WHAT YOU HAVE TO DO:
Count the lines below that contain the string "bird", treating uppercase and lowercase as different. Reply with the number alone.
----- DATA TO USE
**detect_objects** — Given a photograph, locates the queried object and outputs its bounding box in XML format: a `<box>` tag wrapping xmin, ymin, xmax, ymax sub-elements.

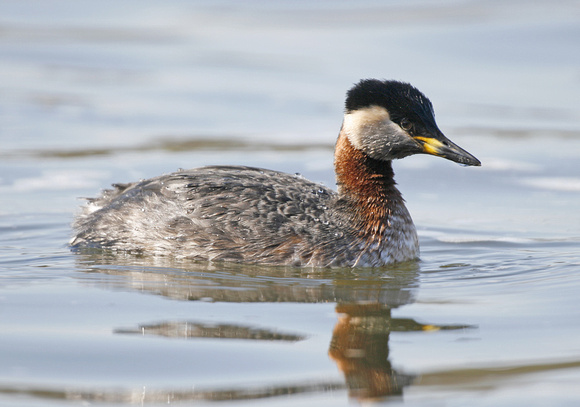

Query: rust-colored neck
<box><xmin>334</xmin><ymin>131</ymin><xmax>403</xmax><ymax>242</ymax></box>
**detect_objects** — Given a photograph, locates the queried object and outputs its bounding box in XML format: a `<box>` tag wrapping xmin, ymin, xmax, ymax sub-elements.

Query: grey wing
<box><xmin>72</xmin><ymin>167</ymin><xmax>344</xmax><ymax>263</ymax></box>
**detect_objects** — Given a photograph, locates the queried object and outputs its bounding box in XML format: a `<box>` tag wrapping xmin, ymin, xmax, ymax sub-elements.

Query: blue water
<box><xmin>0</xmin><ymin>0</ymin><xmax>580</xmax><ymax>407</ymax></box>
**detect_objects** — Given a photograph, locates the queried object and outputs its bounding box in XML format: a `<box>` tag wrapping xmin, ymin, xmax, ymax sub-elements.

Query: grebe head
<box><xmin>342</xmin><ymin>79</ymin><xmax>481</xmax><ymax>166</ymax></box>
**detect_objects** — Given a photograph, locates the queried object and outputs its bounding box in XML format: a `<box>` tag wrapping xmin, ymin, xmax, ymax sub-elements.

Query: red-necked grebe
<box><xmin>71</xmin><ymin>79</ymin><xmax>481</xmax><ymax>267</ymax></box>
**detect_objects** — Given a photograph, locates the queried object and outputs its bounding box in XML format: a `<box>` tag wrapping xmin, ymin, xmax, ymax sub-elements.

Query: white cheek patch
<box><xmin>342</xmin><ymin>106</ymin><xmax>391</xmax><ymax>150</ymax></box>
<box><xmin>342</xmin><ymin>106</ymin><xmax>411</xmax><ymax>160</ymax></box>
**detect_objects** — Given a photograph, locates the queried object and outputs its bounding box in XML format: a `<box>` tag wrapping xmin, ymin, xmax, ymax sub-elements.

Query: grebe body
<box><xmin>71</xmin><ymin>79</ymin><xmax>480</xmax><ymax>267</ymax></box>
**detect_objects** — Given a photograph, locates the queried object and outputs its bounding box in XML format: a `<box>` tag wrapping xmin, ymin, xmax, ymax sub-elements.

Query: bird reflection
<box><xmin>70</xmin><ymin>252</ymin><xmax>474</xmax><ymax>401</ymax></box>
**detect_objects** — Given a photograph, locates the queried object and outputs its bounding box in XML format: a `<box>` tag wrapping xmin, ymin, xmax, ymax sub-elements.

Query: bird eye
<box><xmin>400</xmin><ymin>117</ymin><xmax>413</xmax><ymax>131</ymax></box>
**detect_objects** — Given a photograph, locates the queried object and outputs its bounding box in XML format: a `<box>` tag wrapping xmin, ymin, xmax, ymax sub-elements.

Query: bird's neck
<box><xmin>334</xmin><ymin>130</ymin><xmax>403</xmax><ymax>242</ymax></box>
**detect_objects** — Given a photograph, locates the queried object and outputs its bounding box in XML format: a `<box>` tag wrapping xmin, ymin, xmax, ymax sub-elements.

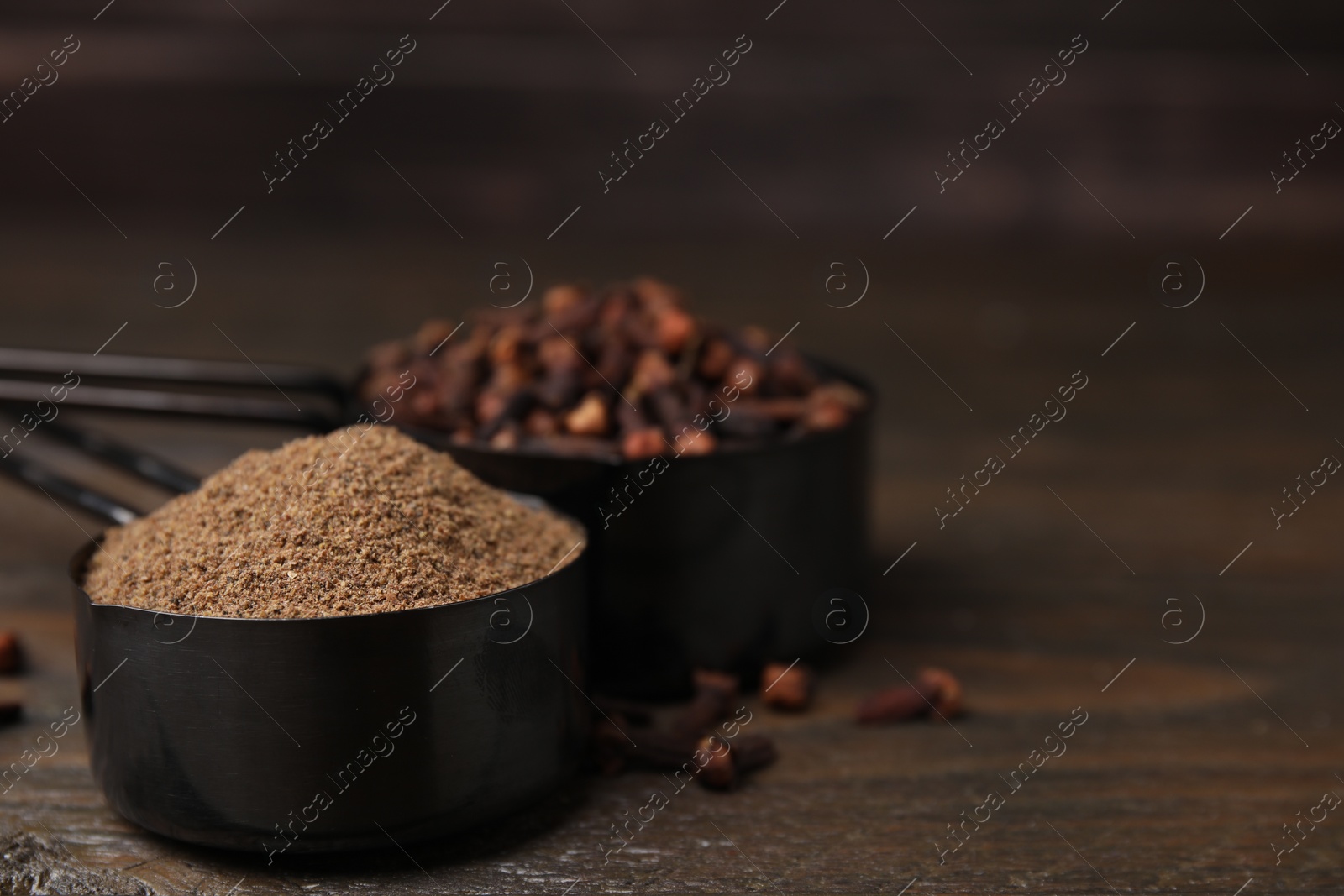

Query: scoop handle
<box><xmin>0</xmin><ymin>454</ymin><xmax>143</xmax><ymax>525</ymax></box>
<box><xmin>42</xmin><ymin>422</ymin><xmax>200</xmax><ymax>495</ymax></box>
----------
COMPLETE ANSWER:
3